Directions:
• a. In the text on the menstrual cycle and flexibility training, what could explain increased flexibility following ovulation?
• b. Reproduce the passage of the text on the menstrual cycle and flexibility, starting with "Your menstrual cycle may" and going on through "flexibility following ovulation.".
• c. Pick up the text on the menstrual cycle and flexibility training after its final sentence and continue writing it.

Source document:
What does this mean for your flexibility training?
Your menstrual cycle may have a large impact on your flexibility training, or it may have little influence.
It seems that most people who menstruate notice increased tissue extensibility just prior to ovulation, however some studies suggest that the peak estrogen at this time may also reduce motor planning and proprioception, which would usually negatively affect flexibility. The influence of relaxin could explain increased flexibility following ovulation.
Estrogen and progesterone affect all body systems, not just the musculoskeletal system. Premenstrual syndrome (PMS) is a common condition affecting people who menstruate and tends present with increased anxiety, irritability, mood swings and emotional liability. We know that thoughts, beliefs, and emotions can hugely impact a person’s flexibility training. Interestingly, people tend to have increased tolerance to pain at this time, meaning some people will be at their most flexible, while others will find flexibility training more difficult. It may be that changes in energy levels or the practicalities of managing menstrual bleeding have more impact on a person’s flexibility training than other factors associated with the menstrual cycle.
-If you don’t track your menstrual cycle, start.

Records supplied:

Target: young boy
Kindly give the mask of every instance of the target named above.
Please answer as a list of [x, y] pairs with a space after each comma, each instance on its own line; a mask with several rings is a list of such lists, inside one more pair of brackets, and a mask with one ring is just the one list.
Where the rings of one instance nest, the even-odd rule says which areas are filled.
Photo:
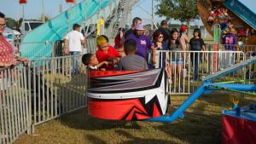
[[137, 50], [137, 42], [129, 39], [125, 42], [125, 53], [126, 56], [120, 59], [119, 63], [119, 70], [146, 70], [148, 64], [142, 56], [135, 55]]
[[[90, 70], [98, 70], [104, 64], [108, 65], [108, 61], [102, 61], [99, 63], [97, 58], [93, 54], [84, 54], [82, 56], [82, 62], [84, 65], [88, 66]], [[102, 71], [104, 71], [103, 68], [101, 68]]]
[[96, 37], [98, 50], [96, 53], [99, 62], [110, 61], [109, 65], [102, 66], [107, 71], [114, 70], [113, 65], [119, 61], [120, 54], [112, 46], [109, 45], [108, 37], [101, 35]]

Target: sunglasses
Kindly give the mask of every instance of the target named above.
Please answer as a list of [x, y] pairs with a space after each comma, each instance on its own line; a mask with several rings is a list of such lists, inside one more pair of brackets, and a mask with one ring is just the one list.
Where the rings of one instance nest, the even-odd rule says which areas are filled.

---

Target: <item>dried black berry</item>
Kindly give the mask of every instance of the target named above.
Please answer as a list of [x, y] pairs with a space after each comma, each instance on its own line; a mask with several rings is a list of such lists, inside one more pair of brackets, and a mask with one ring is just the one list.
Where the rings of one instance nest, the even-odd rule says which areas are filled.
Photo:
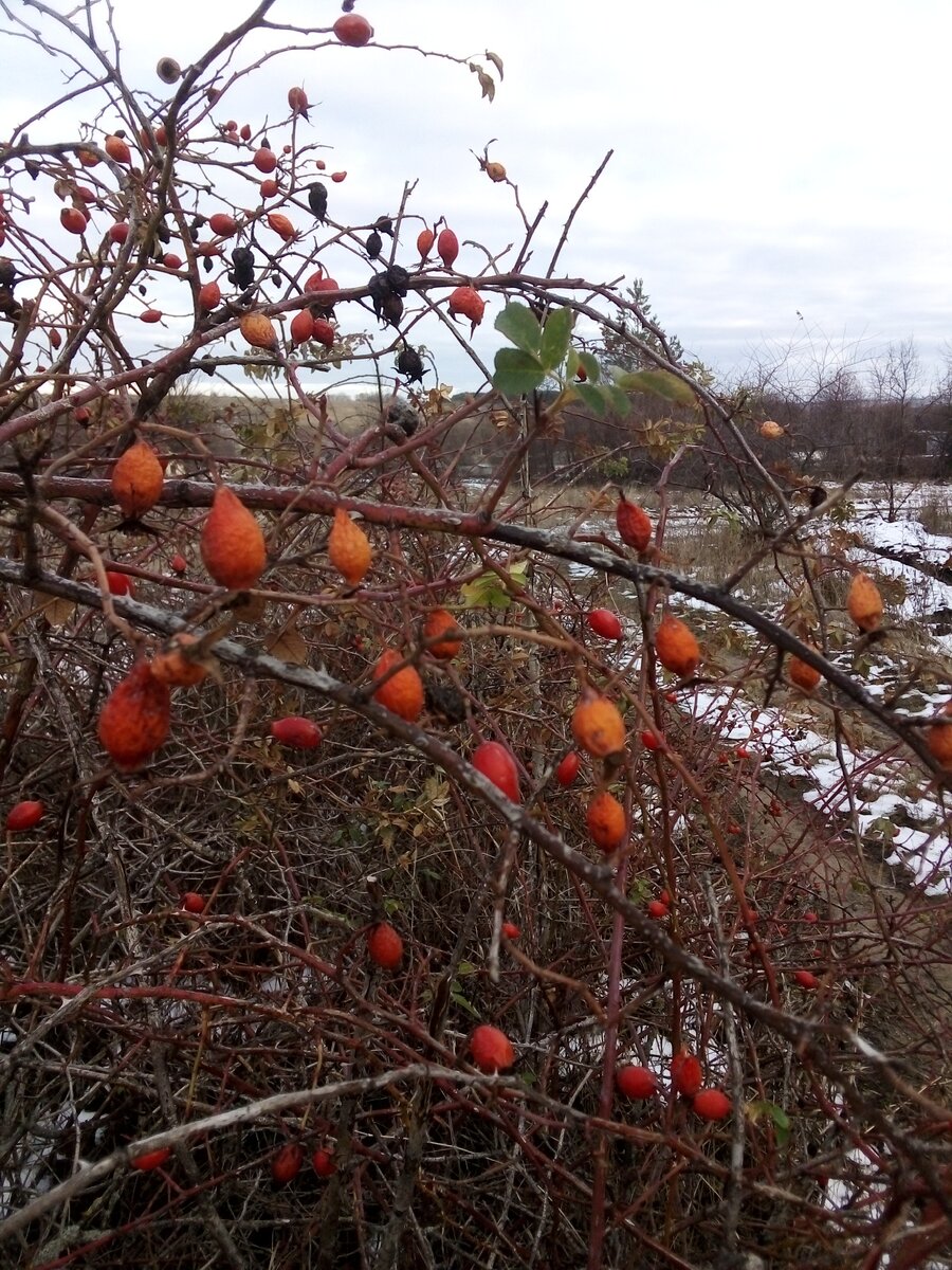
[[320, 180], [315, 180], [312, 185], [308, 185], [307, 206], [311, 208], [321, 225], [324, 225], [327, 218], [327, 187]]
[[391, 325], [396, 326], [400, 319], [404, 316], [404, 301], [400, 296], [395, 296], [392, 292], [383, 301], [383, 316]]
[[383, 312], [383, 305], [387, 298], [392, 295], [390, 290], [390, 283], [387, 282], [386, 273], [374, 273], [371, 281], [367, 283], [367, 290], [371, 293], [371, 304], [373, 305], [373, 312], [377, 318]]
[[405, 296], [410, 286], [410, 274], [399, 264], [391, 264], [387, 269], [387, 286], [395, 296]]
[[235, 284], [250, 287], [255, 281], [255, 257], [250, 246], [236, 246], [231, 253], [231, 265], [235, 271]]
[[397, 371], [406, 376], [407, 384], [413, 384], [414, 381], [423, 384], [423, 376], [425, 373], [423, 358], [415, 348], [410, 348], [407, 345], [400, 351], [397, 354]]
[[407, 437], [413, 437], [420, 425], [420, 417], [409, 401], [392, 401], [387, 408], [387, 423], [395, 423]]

Answers given:
• a. The influence of relaxin.

• b.
Your menstrual cycle may have a large impact on your flexibility training, or it may have little influence.
It seems that most people who menstruate notice increased tissue extensibility just prior to ovulation, however some studies suggest that the peak estrogen at this time may also reduce motor planning and proprioception, which would usually negatively affect flexibility. The influence of relaxin could explain increased flexibility following ovulation.

• c.
-Try to identify when in your cycle your training is most and least effective and why. For example: is your training better because you have energy, feel well-rested, find it easier to get deeper, feel motivated to train, have better coordination/body awareness or pain isn’t bothering you as much?; Or is your training impacted because you feel stiffer/ more lax, fatigued, unmotivated, emotional, distracted or more sensitive to pain? If you have an idea why your training is more or less effective at a specific time in your cycle you can use this information to optimise your training-If you don’t notice any pattern, thats ok. It probably means other factors impact your flexibility training more than your menstrual cycle.
-If you think your menstrual cycle significantly impacts your flexibility training, trial matching your program to your cycle. For example: plan eccentric loading and maximal isometrics when you will feel energised, motivated and strong; work on skills when you know your balance, proprioception, and coordination will be highest; plan to challenge your range when you know you will be most flexible; and focus on submax, supported and strength through range when you tend to feel sensitive, distracted or irritable. As there are so many variables involved, these times will be personal to you. As always, I encourage flexible programing. Listen to and honour your body over any programming, even when it is based on your cycle.
-If you are hypermobile, have a connective tissue disorder or are at increased risk of musculoskeletal injury, and you notice that you tend to injure yourself more frequently at a specific time in your cycle, you should discuss this with your health care team. It may be beneficial for you to modify your training around this time to reduce the risk of injury or hormonal interventions may be appropriate.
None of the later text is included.